--- start Supplied data ---

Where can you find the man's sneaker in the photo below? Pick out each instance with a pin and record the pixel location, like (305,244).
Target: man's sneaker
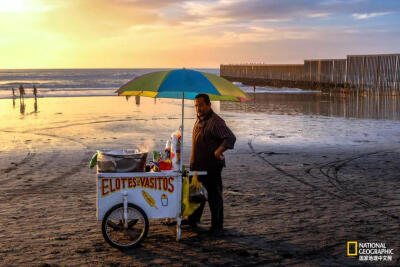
(217,232)
(190,223)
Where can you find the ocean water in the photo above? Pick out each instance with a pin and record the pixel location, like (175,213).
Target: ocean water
(266,100)
(87,82)
(70,82)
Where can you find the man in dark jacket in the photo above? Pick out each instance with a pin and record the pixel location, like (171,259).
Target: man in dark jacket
(211,137)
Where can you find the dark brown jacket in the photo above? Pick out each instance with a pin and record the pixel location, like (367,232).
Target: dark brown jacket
(208,134)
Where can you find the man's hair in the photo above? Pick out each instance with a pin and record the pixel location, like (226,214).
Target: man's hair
(205,97)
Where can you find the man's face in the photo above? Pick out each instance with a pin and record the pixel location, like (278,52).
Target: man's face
(201,107)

--- end Supplied data ---

- **Task directions**
Write out the material again from the line with "Where can you find the dark" through the end, requests included, and increase every coordinate in the answers by 147. Leave the sample coordinates in the requests as they are.

- **Response to this task**
Where can you find the dark brown jacket in the photo above? Pick out each instance with a pin and record the pixel location, like (367,232).
Target: dark brown jacket
(355,281)
Where can you find the man's hair in the photo above? Pick out each instance with a pin and record the pixel location, like (226,214).
Target: man's hair
(352,244)
Where can you find the man's face in the photo above? Pick out each instance with a pin and record the pixel location, like (278,52).
Target: man's face
(348,254)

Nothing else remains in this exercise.